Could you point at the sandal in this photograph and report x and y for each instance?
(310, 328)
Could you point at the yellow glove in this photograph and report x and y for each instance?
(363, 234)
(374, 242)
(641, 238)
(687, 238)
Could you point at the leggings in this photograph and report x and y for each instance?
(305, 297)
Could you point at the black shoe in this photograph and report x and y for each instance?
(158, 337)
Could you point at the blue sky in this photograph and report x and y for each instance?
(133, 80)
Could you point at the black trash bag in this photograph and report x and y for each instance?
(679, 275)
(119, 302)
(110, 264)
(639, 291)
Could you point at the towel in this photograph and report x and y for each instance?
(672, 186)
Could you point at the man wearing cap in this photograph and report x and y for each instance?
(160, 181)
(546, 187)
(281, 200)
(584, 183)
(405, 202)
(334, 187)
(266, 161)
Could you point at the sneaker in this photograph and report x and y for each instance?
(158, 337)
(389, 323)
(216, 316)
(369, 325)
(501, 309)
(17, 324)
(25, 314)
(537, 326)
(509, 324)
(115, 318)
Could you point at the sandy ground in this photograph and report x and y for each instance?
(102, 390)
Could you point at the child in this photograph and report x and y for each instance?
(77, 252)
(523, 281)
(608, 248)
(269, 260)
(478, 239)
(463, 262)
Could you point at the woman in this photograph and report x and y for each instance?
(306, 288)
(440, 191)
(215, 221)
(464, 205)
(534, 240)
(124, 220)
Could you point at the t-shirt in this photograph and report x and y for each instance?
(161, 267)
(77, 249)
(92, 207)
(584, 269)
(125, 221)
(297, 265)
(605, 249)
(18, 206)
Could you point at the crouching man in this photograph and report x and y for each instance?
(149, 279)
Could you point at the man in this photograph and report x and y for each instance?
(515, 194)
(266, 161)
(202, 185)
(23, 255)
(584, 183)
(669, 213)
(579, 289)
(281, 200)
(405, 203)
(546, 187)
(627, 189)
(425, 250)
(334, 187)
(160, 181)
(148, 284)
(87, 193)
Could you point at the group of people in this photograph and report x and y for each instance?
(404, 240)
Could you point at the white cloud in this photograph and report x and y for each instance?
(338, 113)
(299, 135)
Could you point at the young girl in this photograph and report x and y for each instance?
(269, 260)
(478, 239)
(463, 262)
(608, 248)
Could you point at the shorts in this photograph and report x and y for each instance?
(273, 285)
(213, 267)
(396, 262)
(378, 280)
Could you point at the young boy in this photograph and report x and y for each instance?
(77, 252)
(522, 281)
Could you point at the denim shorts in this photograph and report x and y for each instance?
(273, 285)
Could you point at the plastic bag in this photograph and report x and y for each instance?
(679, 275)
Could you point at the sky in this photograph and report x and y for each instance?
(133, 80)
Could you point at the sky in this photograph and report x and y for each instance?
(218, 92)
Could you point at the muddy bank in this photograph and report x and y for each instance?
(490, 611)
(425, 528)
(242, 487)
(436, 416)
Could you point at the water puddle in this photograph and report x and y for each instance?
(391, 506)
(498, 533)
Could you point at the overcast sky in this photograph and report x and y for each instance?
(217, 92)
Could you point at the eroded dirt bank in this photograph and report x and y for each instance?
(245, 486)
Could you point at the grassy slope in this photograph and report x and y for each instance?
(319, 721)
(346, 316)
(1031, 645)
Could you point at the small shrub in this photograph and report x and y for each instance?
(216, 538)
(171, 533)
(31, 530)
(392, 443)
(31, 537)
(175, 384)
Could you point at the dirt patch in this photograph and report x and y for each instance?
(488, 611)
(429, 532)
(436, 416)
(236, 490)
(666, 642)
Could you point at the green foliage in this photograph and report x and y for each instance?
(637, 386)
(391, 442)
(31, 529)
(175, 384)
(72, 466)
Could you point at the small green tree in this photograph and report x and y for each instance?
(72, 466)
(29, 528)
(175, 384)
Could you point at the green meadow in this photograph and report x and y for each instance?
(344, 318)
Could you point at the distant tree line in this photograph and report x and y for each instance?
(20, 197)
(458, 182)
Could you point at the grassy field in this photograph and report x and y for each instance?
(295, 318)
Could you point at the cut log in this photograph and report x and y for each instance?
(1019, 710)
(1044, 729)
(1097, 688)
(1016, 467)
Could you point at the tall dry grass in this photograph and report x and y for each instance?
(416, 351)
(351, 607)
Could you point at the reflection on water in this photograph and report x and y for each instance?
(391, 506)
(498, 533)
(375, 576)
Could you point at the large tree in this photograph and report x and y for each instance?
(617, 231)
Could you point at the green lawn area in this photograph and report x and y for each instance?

◆ ◆ ◆ ◆

▶ **What this task involves**
Each entry given above is to be duplicated exactly.

▶ **Solution**
Could you point at the sandal in this photograph and report x and y for each instance?
(310, 328)
Could you point at the yellow glove in this photograph and report x and y for each instance?
(363, 234)
(374, 242)
(641, 238)
(687, 238)
Could you point at the leggings in this photograph and report x and y for each instance?
(305, 297)
Could you point at the black shoe in this photograph and report x and y for each instance?
(158, 337)
Could you point at the blue sky in this photograph and report x and y for each instance?
(133, 80)
Could you point at the black trash bag in this photograph and report x and y for each instance?
(679, 275)
(119, 302)
(110, 264)
(639, 291)
Could you point at the towel in this photograph and report x and y for each instance?
(672, 186)
Could you point at the man wearing cap in this photograph and report x and y for each instance?
(160, 181)
(546, 187)
(281, 200)
(584, 183)
(405, 202)
(334, 187)
(266, 161)
Could you point at the sneaker in this photograph and report x and y for each instance?
(158, 337)
(389, 323)
(216, 316)
(369, 325)
(501, 309)
(17, 324)
(25, 314)
(537, 326)
(509, 324)
(115, 318)
Could you point at the sandy ground in this photograph and report x and y for each instance?
(102, 390)
Could you point at the child in this photograph and report x and y for each instance?
(77, 252)
(523, 281)
(608, 248)
(269, 260)
(478, 239)
(463, 262)
Could you point at the woman in this photograph and report x and y for each instance?
(306, 288)
(440, 191)
(215, 221)
(464, 205)
(534, 240)
(124, 220)
Could you point at the t-shirt in this photograph and report x and y for each instance?
(161, 267)
(77, 249)
(92, 207)
(584, 269)
(125, 221)
(297, 265)
(605, 249)
(18, 206)
Could you point at the crouching man in this photograph and report x and y for each instance?
(149, 279)
Could you point at the man in this photograph and report x and y for each instance?
(515, 194)
(266, 161)
(202, 185)
(23, 255)
(584, 183)
(669, 213)
(579, 289)
(281, 200)
(405, 203)
(546, 187)
(627, 189)
(425, 250)
(334, 187)
(160, 181)
(148, 284)
(87, 193)
Could you point at the group of people in this photograph and report x and y for each instance?
(404, 240)
Could you point at the white cloud in this photograph and report x and y for each instance?
(338, 113)
(299, 135)
Could you point at the young girl in this photograph and report x and y for each instance?
(269, 260)
(478, 239)
(463, 262)
(608, 248)
Could you point at the shorts in this photograph and report x and y for each instance?
(273, 285)
(213, 267)
(396, 262)
(378, 280)
Could you point at the young boy in this photograph and report x and y for each instance?
(77, 252)
(522, 281)
Could you point at the denim shorts in this photograph and report x and y for each instance?
(273, 285)
Could you point at the plastic bag in this photograph and report x and y for each instance?
(679, 275)
Could you point at the sky in this photograph and report x and y for each instance?
(133, 80)
Could you point at the sky in this photograph and report x and y for each instance?
(218, 92)
Could you point at the muddy bank in this photograph and report x and y for each instance?
(490, 611)
(425, 528)
(242, 487)
(436, 416)
Could you point at the water puddle in this photograph and report x and y for each instance?
(391, 506)
(498, 533)
Could you point at the overcast sky in this photograph and report x and y for each instance?
(217, 92)
Could you point at the eroded dirt bank in this photograph and report x and y for each instance?
(245, 486)
Could you point at the grassy slope in this photograph and report x and y for each instance?
(319, 721)
(346, 316)
(1031, 645)
Could you point at the small shrub in this photograph and report x and y for each instance?
(216, 538)
(171, 533)
(31, 530)
(392, 443)
(31, 537)
(175, 384)
Could you point at the dirt patch in this photograph and report x and y for each instance?
(488, 611)
(429, 532)
(436, 416)
(236, 490)
(666, 642)
Could you point at the green foliage in this photograph and report x and y for each instance?
(637, 386)
(391, 442)
(31, 529)
(175, 384)
(72, 466)
Could you point at the small green tree in this photograph and report x and y for each instance?
(72, 466)
(29, 528)
(175, 384)
Could you point at the green meadow in this photograph and report x and y for each instance?
(344, 318)
Could you point at the distant tree line in this photograph and report x and y for each instance?
(20, 197)
(458, 182)
Could you point at the grassy field in this photograph and report x and y for each instance?
(295, 318)
Could you point at the cut log in this photograph and report x and y for each instance?
(1019, 710)
(1044, 729)
(1097, 688)
(1016, 467)
Could you point at the tall dry grass in this photograph and report x and y for each instance?
(416, 351)
(351, 607)
Could you point at the reflection on water in this photograph and report x and y for each instance?
(391, 506)
(498, 533)
(375, 576)
Could you point at the large tree in this photograph and report x and y for each instance?
(617, 231)
Could you point at the green lawn area in this photograph and report x and y for each instance?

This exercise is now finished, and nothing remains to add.